Could you print all the entries exactly?

<<<<

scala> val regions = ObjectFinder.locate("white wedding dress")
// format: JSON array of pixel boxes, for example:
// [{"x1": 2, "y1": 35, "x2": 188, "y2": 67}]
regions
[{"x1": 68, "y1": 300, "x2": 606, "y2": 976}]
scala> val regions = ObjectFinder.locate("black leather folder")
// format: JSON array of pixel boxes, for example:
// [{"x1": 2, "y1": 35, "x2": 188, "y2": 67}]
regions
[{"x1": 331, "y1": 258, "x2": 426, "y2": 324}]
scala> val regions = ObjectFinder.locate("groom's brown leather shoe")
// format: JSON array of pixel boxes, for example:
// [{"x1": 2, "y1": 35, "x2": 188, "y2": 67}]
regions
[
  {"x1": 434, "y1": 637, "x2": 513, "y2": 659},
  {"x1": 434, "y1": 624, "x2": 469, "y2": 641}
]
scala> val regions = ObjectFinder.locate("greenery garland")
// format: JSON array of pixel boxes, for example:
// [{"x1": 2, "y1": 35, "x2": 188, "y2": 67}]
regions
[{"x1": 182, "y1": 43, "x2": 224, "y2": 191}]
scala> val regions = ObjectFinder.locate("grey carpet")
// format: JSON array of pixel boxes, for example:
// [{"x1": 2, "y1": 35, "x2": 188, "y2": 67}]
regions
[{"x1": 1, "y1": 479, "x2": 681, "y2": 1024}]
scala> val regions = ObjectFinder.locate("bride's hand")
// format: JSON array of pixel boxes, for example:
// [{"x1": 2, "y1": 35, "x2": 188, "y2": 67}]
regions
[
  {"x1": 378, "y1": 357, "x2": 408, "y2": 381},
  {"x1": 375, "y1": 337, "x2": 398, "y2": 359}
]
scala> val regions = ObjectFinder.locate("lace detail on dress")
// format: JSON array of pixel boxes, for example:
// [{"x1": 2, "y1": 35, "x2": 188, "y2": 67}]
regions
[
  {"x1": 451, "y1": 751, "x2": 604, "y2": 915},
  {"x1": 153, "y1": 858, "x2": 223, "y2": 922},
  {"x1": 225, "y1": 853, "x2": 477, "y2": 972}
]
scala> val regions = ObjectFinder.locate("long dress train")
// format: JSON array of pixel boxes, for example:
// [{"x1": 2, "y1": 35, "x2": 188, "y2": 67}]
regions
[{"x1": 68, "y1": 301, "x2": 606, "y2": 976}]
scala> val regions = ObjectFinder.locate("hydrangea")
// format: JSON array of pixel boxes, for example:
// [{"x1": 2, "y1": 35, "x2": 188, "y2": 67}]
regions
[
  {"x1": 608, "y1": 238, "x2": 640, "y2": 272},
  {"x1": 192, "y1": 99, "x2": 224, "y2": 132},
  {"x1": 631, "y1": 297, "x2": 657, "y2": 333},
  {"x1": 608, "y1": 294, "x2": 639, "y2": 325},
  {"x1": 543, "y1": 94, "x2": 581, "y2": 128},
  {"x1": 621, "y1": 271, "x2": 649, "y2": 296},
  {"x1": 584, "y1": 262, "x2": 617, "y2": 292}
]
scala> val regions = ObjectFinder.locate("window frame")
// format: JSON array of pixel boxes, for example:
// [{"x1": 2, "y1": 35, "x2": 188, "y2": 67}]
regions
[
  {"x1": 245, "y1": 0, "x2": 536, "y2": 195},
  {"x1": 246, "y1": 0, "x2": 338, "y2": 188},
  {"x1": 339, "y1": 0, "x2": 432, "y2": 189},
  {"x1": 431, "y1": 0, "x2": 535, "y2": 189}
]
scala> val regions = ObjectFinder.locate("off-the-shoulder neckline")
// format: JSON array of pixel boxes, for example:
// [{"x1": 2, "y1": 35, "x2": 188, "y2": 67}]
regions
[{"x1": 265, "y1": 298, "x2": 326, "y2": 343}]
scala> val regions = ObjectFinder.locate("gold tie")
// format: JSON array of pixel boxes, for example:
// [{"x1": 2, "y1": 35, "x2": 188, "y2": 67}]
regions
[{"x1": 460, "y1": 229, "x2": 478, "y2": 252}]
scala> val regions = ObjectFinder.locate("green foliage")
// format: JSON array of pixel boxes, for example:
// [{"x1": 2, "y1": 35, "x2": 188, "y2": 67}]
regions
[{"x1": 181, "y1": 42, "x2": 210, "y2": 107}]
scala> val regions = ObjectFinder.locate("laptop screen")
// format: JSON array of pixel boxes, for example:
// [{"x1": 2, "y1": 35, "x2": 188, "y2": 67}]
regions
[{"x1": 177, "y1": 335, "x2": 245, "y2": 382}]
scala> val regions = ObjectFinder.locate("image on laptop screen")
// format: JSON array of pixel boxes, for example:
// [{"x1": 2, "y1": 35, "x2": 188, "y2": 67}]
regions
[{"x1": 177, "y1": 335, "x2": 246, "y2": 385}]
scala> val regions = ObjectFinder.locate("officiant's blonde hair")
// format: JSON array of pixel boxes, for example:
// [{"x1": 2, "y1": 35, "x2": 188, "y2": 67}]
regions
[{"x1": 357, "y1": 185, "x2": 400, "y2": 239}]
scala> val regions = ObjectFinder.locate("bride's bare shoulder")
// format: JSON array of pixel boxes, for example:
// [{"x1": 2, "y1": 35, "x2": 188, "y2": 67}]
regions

>>>>

* [ANSWER BOX]
scala> val regions = ObjectFinder.locate("white wedding dress")
// format: JSON array of pixel boxes, for example:
// [{"x1": 2, "y1": 35, "x2": 188, "y2": 67}]
regions
[{"x1": 68, "y1": 300, "x2": 606, "y2": 976}]
scala> val regions = ObjectFinder.locate("black leather folder")
// format: JSON array of pixel boxes, for example:
// [{"x1": 2, "y1": 35, "x2": 188, "y2": 67}]
regions
[{"x1": 331, "y1": 258, "x2": 426, "y2": 324}]
scala> val regions = ObjectFinder.locate("groom's brown leather shoe")
// format: JSON array of pixel boxes, for example:
// [{"x1": 2, "y1": 35, "x2": 188, "y2": 67}]
regions
[
  {"x1": 434, "y1": 637, "x2": 513, "y2": 659},
  {"x1": 434, "y1": 624, "x2": 469, "y2": 641}
]
scala> val regions = ObjectFinder.locate("greenery garland")
// format: JSON array of pixel boxes, for example:
// [{"x1": 2, "y1": 35, "x2": 188, "y2": 67}]
regions
[{"x1": 182, "y1": 43, "x2": 224, "y2": 191}]
scala> val regions = ObjectFinder.locate("grey carpet")
// format: JSON array of pixel boxes, for example:
// [{"x1": 2, "y1": 35, "x2": 188, "y2": 67}]
regions
[{"x1": 1, "y1": 479, "x2": 681, "y2": 1024}]
scala> val regions = ObjectFinder.locate("bride's hand")
// format: JSON array of pixel boxes, for example:
// [{"x1": 2, "y1": 35, "x2": 188, "y2": 67}]
regions
[
  {"x1": 378, "y1": 357, "x2": 408, "y2": 381},
  {"x1": 375, "y1": 337, "x2": 398, "y2": 359}
]
scala> val regions = ObjectFinder.locate("lace detail on dress")
// format: JSON array of pixel boxes, for example:
// [{"x1": 2, "y1": 35, "x2": 188, "y2": 67}]
regions
[
  {"x1": 451, "y1": 751, "x2": 604, "y2": 915},
  {"x1": 153, "y1": 858, "x2": 223, "y2": 922},
  {"x1": 225, "y1": 853, "x2": 477, "y2": 972}
]
scala> val regions = ObjectFinder.locate("long dress train")
// format: JSON array of pixel boxes, for example:
// [{"x1": 2, "y1": 35, "x2": 188, "y2": 67}]
regions
[{"x1": 68, "y1": 301, "x2": 606, "y2": 976}]
scala> val regions = ObjectFinder.locate("hydrangea")
// format: JSON array of pixel boxes, for example:
// [{"x1": 2, "y1": 35, "x2": 188, "y2": 67}]
regions
[
  {"x1": 608, "y1": 238, "x2": 640, "y2": 272},
  {"x1": 192, "y1": 99, "x2": 224, "y2": 132},
  {"x1": 631, "y1": 297, "x2": 657, "y2": 333},
  {"x1": 608, "y1": 294, "x2": 639, "y2": 325},
  {"x1": 543, "y1": 94, "x2": 581, "y2": 128},
  {"x1": 621, "y1": 271, "x2": 649, "y2": 296},
  {"x1": 584, "y1": 262, "x2": 617, "y2": 292}
]
scala> val regions = ObjectFinder.locate("window frame")
// format: JSON array of pixel boxes, for example:
// [{"x1": 2, "y1": 35, "x2": 188, "y2": 67}]
regions
[
  {"x1": 245, "y1": 0, "x2": 536, "y2": 195},
  {"x1": 246, "y1": 0, "x2": 338, "y2": 188},
  {"x1": 339, "y1": 0, "x2": 432, "y2": 189},
  {"x1": 431, "y1": 0, "x2": 535, "y2": 189}
]
scala> val regions = ObjectFinder.locate("off-the-shoulder neckline")
// format: JSON array of pixel boxes, for example:
// [{"x1": 2, "y1": 35, "x2": 188, "y2": 67}]
regions
[{"x1": 265, "y1": 298, "x2": 326, "y2": 343}]
scala> val regions = ObjectFinder.locate("gold tie")
// format: JSON array of pixel boxes, for example:
// [{"x1": 2, "y1": 35, "x2": 188, "y2": 67}]
regions
[{"x1": 460, "y1": 229, "x2": 478, "y2": 252}]
scala> val regions = ObjectFinder.locate("green foliage")
// format: JSON array of pixel boxes, for example:
// [{"x1": 2, "y1": 35, "x2": 188, "y2": 67}]
regions
[{"x1": 181, "y1": 42, "x2": 210, "y2": 107}]
scala> val regions = ObjectFinder.locate("laptop screen")
// format: JSON array of pixel boxes, for example:
// [{"x1": 2, "y1": 35, "x2": 188, "y2": 67}]
regions
[{"x1": 177, "y1": 335, "x2": 245, "y2": 382}]
scala> val regions = ObjectFinder.locate("image on laptop screen")
// format: JSON array of pixel boxes, for example:
// [{"x1": 2, "y1": 35, "x2": 188, "y2": 67}]
regions
[{"x1": 177, "y1": 335, "x2": 246, "y2": 385}]
scala> val regions = ObjectFinder.locate("officiant's blonde hair")
// format: JSON array of pixel boxes, for example:
// [{"x1": 2, "y1": 35, "x2": 188, "y2": 67}]
regions
[{"x1": 357, "y1": 185, "x2": 400, "y2": 239}]
scala> val regions = ObjectFinder.locate("bride's bare shoulder")
// format: JSON array of pixel boxes, for example:
// [{"x1": 2, "y1": 35, "x2": 188, "y2": 67}]
regions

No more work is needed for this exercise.